* _ЧТО ТРЕБУЕТСЯ_
Продублируйте целиком текст о Горьком, не меняя в нём ни знака.

* _ИСХОДНЫЙ ТЕКСТ_
##########

Добавить в цитаты Настройки чтения

Страница 2 из 38



Босяк всея Руси был большим поклонником Фридриха Ницше и даже усы носил подобной формы, как у немецкого философа. «Босяцкое ницшеанство» Горького советские критики позднее переименовали в «революционный романтизм». Ранние герои Горького – Челкаш и Мальва – суть сверхчеловеки с босяцкого дна. Это импонировало самому Алексею Максимовичу: он не хотел быть заурядным человеком и простеньким писателем, но сверхчеловеком и непременно классиком русской литературы. И в отдельные периоды жизни он чувствовал себя и тем и другим. Были моменты и иные, когда он ощущал себя слабым и беззащитным. Не отсюда ли попытка самоубийства, происшедшая 12 декабря 1887 года (в 21 год). Как писал «Волжский вестник»: «Нижегородский цеховой Алексей Максимович Пешков… выстрелил из револьвера себе в левый бок, с целью лишить себя жизни».

Начинал Горький как поэт и в 1889 году показал Владимиру Короленко поэму в стихах и прозе «Песнь старого дуба». Короленко ее раскритиковал, и молодой автор, следуя литературной традиции, сжег свой опус.

Потом Горький перешел на рассказы, пьесы, романы, их успеху немало способствовала сама личность Горького и время, в которое он появился. Как писал Георгий Адамович: «В девяностых годах Россия изнывала от «безвременья», от тишины и покоя: единственный значительный духовный факт тех лет – проповедь Толстого – не мог ее удовлетворить. Нужна была пища погрубее, попроще, пища, на иной возраст рассчитанная, – и в это затишье, полное «грозовых» предчувствий, Горький со своими соколами и буревестниками ворвался как желанный гость. Что нес он собою? Никто в точности не знал, – да и до того ли было?..»

##########

* _ПРЕДСТАВЛЕННЫЕ ДАННЫЕ_
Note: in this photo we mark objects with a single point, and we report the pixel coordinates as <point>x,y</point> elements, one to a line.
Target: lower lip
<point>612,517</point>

##########

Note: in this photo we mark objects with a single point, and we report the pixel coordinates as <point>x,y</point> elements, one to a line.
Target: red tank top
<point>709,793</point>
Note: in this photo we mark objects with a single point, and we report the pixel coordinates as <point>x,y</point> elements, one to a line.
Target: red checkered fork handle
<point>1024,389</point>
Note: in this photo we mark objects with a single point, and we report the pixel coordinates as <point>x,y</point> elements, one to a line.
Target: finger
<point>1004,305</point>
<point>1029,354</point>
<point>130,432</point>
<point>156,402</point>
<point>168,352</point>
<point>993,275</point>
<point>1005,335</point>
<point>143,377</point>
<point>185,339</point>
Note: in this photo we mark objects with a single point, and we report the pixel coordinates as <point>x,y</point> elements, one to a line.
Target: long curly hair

##########

* _ПОЛНЫЙ ОТВЕТ_
Добавить в цитаты Настройки чтения

Страница 2 из 38



Босяк всея Руси был большим поклонником Фридриха Ницше и даже усы носил подобной формы, как у немецкого философа. «Босяцкое ницшеанство» Горького советские критики позднее переименовали в «революционный романтизм». Ранние герои Горького – Челкаш и Мальва – суть сверхчеловеки с босяцкого дна. Это импонировало самому Алексею Максимовичу: он не хотел быть заурядным человеком и простеньким писателем, но сверхчеловеком и непременно классиком русской литературы. И в отдельные периоды жизни он чувствовал себя и тем и другим. Были моменты и иные, когда он ощущал себя слабым и беззащитным. Не отсюда ли попытка самоубийства, происшедшая 12 декабря 1887 года (в 21 год). Как писал «Волжский вестник»: «Нижегородский цеховой Алексей Максимович Пешков… выстрелил из револьвера себе в левый бок, с целью лишить себя жизни».

Начинал Горький как поэт и в 1889 году показал Владимиру Короленко поэму в стихах и прозе «Песнь старого дуба». Короленко ее раскритиковал, и молодой автор, следуя литературной традиции, сжег свой опус.

Потом Горький перешел на рассказы, пьесы, романы, их успеху немало способствовала сама личность Горького и время, в которое он появился. Как писал Георгий Адамович: «В девяностых годах Россия изнывала от «безвременья», от тишины и покоя: единственный значительный духовный факт тех лет – проповедь Толстого – не мог ее удовлетворить. Нужна была пища погрубее, попроще, пища, на иной возраст рассчитанная, – и в это затишье, полное «грозовых» предчувствий, Горький со своими соколами и буревестниками ворвался как желанный гость. Что нес он собою? Никто в точности не знал, – да и до того ли было?..»